Fragmento de origen:
________________________
Al respecto del enganche a las voces, afirma el psicoanalista Paul-Laurent Assoun en su libro Lecciones
psicoanalíticas sobre la mirada y la voz: Lo que escucha “cantar” es entonces
su objeto. Si la considera “melodiosa”, entonces es porque le presta las
virtudes de objeto que se “mira” en ella. No vacilemos en reconocer al “objeto
vocal” un valor de “fectiche”. Pero eso equivale a decir que el “objeto sonoro”
no es más que el signo de una “falta”: viene a encarnar, por lo tanto, algo que
se espera del otro, como si se aguardara sin cesar que eso hablara en el otro.
________________________
Qué trabajar:
1) Responde estas preguntas sobre el fragmento sobre la voz:
(a) ¿Qué profesión se le atribuye a Paul-Laurent Assoun?
(b) ¿Cómo se titula el libro del que procede la cita?
(c) ¿De qué es signo el "objeto sonoro", según el fragmento?
2) Enumera todas las palabras o expresiones que el fragmento sobre la voz pone entre comillas antes de la palabra "valor".
3) Prosigue el fragmento sobre la voz a partir de la frase que termina en "eso hablara en el otro".
Las líneas de datos no guardan ninguna relación con el fragmento sobre la voz.

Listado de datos
________________________
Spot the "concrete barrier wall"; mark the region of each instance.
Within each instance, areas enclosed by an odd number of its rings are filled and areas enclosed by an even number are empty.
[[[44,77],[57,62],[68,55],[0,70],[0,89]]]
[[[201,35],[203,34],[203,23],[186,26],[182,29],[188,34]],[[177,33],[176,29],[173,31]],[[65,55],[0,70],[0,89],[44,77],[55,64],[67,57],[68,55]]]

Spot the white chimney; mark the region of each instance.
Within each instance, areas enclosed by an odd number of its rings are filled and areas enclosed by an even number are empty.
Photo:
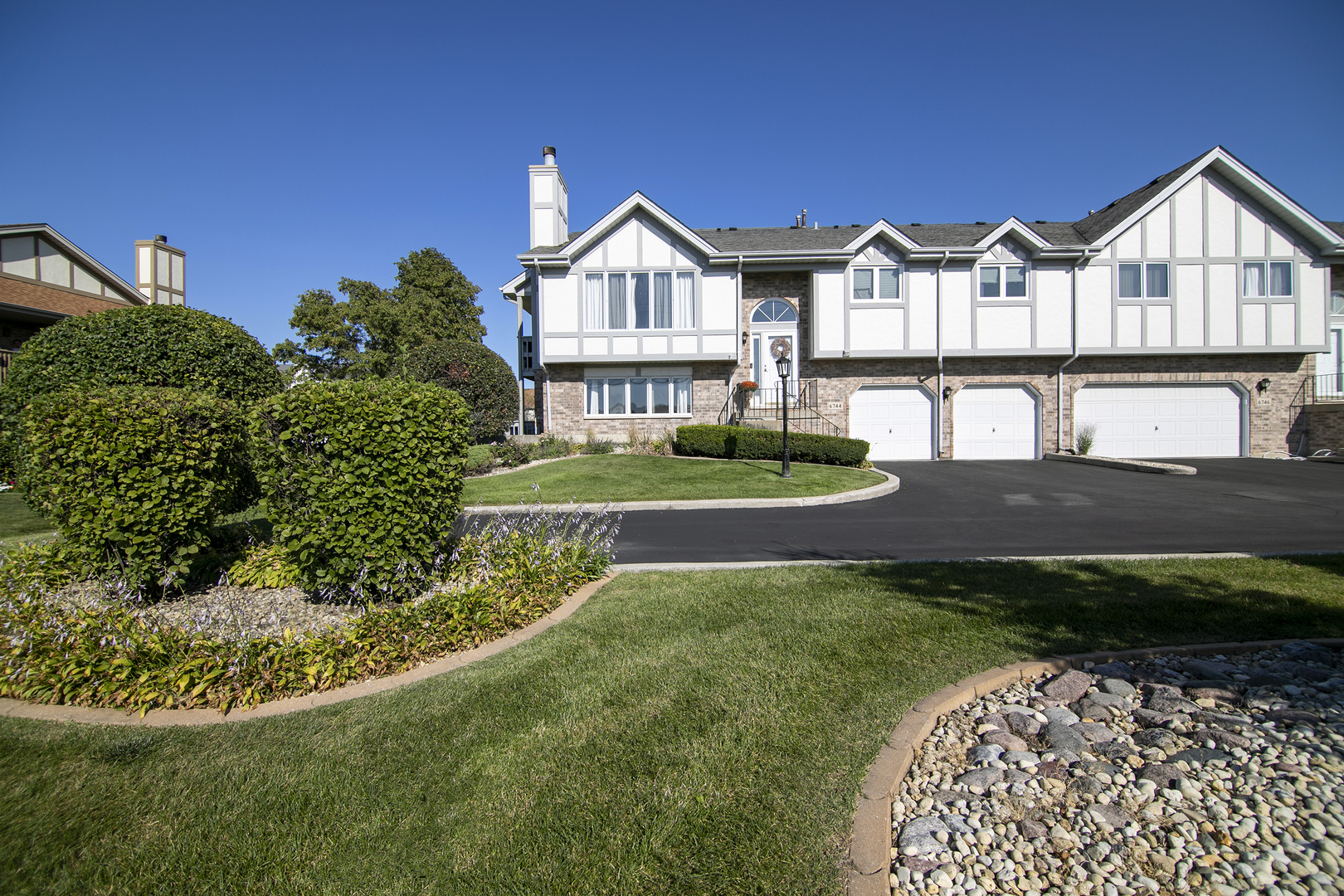
[[[542,164],[527,167],[532,246],[559,246],[570,238],[570,188],[555,165],[555,146],[542,146]]]
[[[151,305],[187,304],[187,253],[155,234],[136,240],[136,289]]]

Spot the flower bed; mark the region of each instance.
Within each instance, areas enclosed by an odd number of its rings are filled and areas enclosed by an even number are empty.
[[[458,539],[429,592],[368,604],[323,630],[238,638],[172,625],[129,588],[121,600],[73,607],[58,594],[59,576],[43,567],[50,553],[15,552],[0,583],[8,594],[0,604],[0,696],[140,712],[227,711],[395,674],[554,610],[601,578],[618,525],[620,516],[606,512],[491,517]]]

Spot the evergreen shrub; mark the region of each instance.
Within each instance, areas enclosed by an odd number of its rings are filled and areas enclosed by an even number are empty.
[[[406,375],[450,388],[470,408],[473,445],[497,442],[517,419],[517,380],[503,357],[480,343],[441,340],[411,349]]]
[[[745,426],[695,423],[676,429],[676,453],[687,457],[722,457],[738,461],[782,461],[784,434]],[[798,463],[863,466],[868,443],[837,435],[789,433],[789,459]]]
[[[224,513],[247,506],[246,416],[183,390],[55,392],[24,416],[24,498],[90,572],[163,587],[187,574]]]
[[[274,543],[312,590],[405,598],[461,508],[468,411],[427,383],[305,383],[253,411]]]

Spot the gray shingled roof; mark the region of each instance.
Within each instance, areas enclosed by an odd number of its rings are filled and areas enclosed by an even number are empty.
[[[1109,231],[1111,227],[1114,227],[1116,224],[1118,224],[1120,222],[1125,220],[1136,211],[1138,211],[1138,208],[1149,199],[1167,189],[1167,187],[1173,180],[1184,175],[1191,168],[1191,165],[1193,165],[1196,161],[1199,161],[1207,154],[1208,154],[1207,152],[1199,153],[1198,156],[1187,161],[1176,171],[1169,171],[1161,177],[1157,177],[1149,181],[1148,184],[1140,187],[1128,196],[1121,196],[1111,204],[1102,208],[1095,215],[1087,215],[1087,218],[1083,218],[1081,222],[1074,224],[1074,227],[1078,230],[1079,234],[1083,235],[1085,242],[1089,243],[1094,242],[1098,236]]]
[[[844,249],[863,227],[742,227],[738,230],[698,230],[707,243],[720,253],[797,251],[809,249]]]

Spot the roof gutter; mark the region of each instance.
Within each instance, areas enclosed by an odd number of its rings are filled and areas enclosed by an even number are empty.
[[[1099,251],[1099,250],[1098,250]],[[1064,450],[1064,368],[1078,360],[1078,265],[1068,271],[1068,347],[1073,355],[1055,371],[1055,450]]]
________________________
Respuestas dadas:
1)
(a) Es psicoanalista.
(b) Lecciones psicoanalíticas sobre la mirada y la voz.
(c) Es el signo de una "falta".

2) “cantar”, “melodiosa”, “mira”, “objeto vocal”

3)
“Señal” de la falta y suplencia reparadora. Siguiendo la línea de estos
planteamientos, no me queda más que preguntarme: ¿Qué espero que sea cantado
por Priscilla, Céline, Whitney, Montserrat y Marie? ¿Qué falta me señalan sus
voces y cómo encuentro la suplencia a la misma? Si le doy crédito a mis
asociaciones nacidas en el trayecto de esta escritura, todo me indica una
inagotable búsqueda en sus voces de la revelación del misterio del amor femenino,
fuente de las vivencias numinosas y por tanto, origen de toda creatividad, toda
espiritualidad y todo enamoramiento. Pero también de lo ominoso, de la paranoia
y la melancolía. Su voz es la encrucijada entre la creación y la nada, la
posibilidad de ser otro sin desaparecer, es engranaje que permite ser amante y
amado. Sus voces de mujeres condensan lo bello y lo siniestro, son causa de mi
temor y temblor, pero también de toda la poesía que me habita.